→ Try it: Look through the data for the string "dark". Copy every line where it is found.

→ Data for review:
_ _ _ _ _
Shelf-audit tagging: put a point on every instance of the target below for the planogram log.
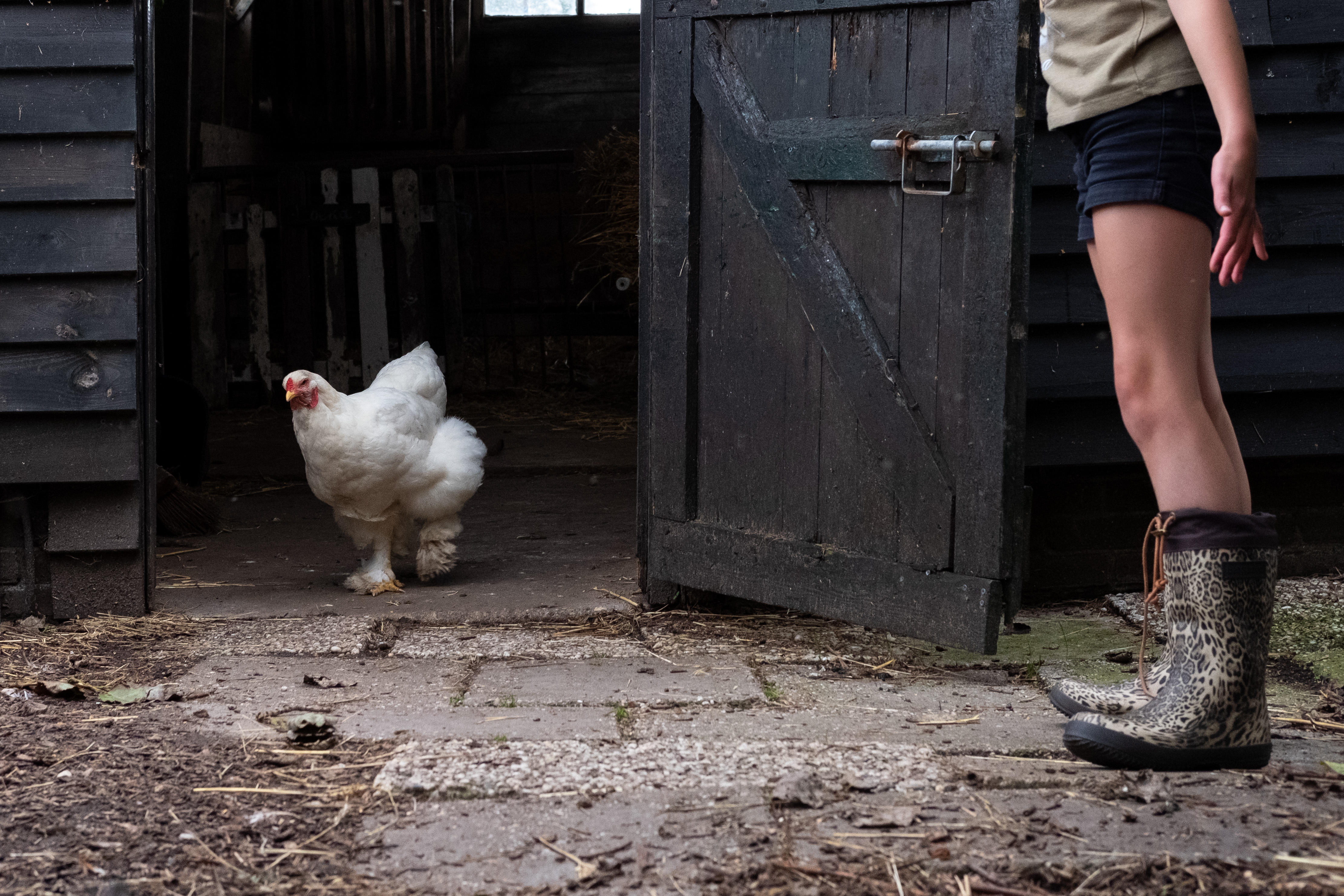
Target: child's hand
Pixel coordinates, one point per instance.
(1234, 198)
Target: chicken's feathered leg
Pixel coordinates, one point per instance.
(437, 552)
(376, 577)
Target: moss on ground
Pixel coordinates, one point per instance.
(1061, 644)
(1308, 617)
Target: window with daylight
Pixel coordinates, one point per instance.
(561, 7)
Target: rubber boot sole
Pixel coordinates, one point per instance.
(1066, 704)
(1116, 750)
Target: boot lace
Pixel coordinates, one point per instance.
(1155, 581)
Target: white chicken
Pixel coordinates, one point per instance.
(388, 461)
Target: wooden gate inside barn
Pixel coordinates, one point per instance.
(833, 330)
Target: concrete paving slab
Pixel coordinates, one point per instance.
(460, 643)
(460, 770)
(995, 730)
(615, 680)
(494, 847)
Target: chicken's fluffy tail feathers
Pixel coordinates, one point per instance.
(416, 371)
(458, 448)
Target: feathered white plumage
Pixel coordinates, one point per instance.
(388, 461)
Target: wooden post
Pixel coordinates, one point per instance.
(206, 284)
(294, 246)
(410, 259)
(451, 276)
(259, 303)
(338, 367)
(369, 269)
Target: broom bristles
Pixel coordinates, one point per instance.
(183, 512)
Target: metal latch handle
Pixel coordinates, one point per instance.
(955, 150)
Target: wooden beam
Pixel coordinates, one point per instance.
(259, 301)
(334, 277)
(369, 268)
(449, 277)
(410, 260)
(292, 189)
(206, 283)
(949, 609)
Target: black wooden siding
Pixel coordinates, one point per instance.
(69, 301)
(1279, 338)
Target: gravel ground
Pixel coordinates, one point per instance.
(463, 769)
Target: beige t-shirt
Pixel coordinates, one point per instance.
(1098, 56)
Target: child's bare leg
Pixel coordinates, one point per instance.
(1152, 265)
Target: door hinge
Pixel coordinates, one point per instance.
(955, 150)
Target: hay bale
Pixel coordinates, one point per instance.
(611, 172)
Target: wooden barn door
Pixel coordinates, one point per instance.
(833, 377)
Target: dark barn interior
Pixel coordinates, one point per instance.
(338, 181)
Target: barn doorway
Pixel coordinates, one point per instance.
(346, 181)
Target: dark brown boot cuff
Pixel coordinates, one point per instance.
(1197, 530)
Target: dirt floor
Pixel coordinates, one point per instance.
(638, 753)
(526, 728)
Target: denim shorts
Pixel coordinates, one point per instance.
(1159, 150)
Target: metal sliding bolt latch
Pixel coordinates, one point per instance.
(955, 150)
_ _ _ _ _
→ Your response:
Target: dark barn interior
Target: dark brown boot cuff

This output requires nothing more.